> Task details
Your answer must be the full listing, word for word, with no images in it.

*** Opening Exercise material ***

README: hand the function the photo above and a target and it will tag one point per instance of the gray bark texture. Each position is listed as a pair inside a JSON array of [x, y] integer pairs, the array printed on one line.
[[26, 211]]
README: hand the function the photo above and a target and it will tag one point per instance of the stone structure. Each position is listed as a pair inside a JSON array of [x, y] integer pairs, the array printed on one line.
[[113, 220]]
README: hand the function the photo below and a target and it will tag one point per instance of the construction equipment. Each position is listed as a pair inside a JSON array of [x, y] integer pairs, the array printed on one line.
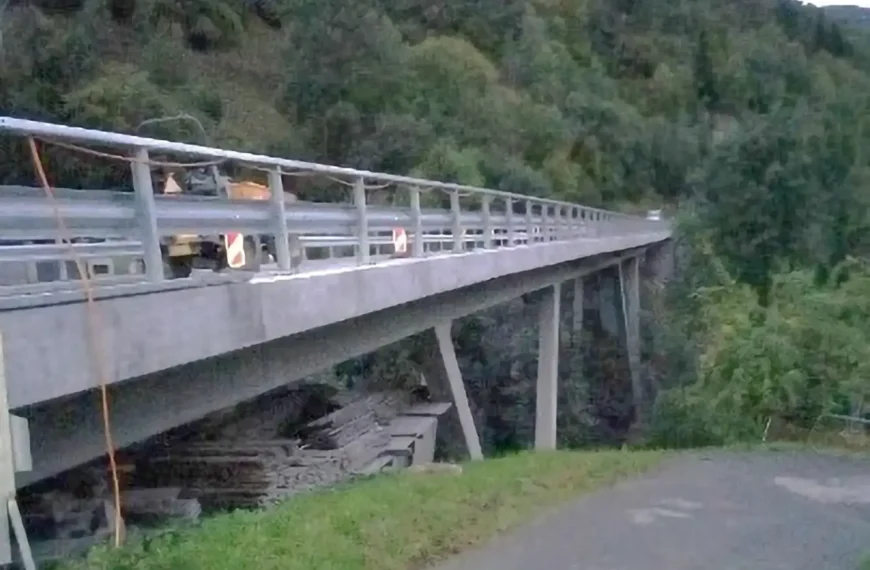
[[184, 252]]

*** Closing Exercise material ***

> Your solution
README: hand the function the photo above and a target and it will tag one point per instance of the gray bark texture. Each position is listed as a pair inside a JSON array of [x, y] integer pairs, the array printed on one line.
[[26, 211]]
README: hand the function the photo above and a target and it will tag one point per instance of the stone structure. Each position is listed as a pair inside a JSON array of [x, y] integer pairs, the array printed on one line.
[[113, 220]]
README: hand the function the photo below and a target and it will tag one point per instance of the construction equipment. Each position is listed as a pair inside a JSON array of [x, y] integer pairs, the array printed on one line.
[[184, 252]]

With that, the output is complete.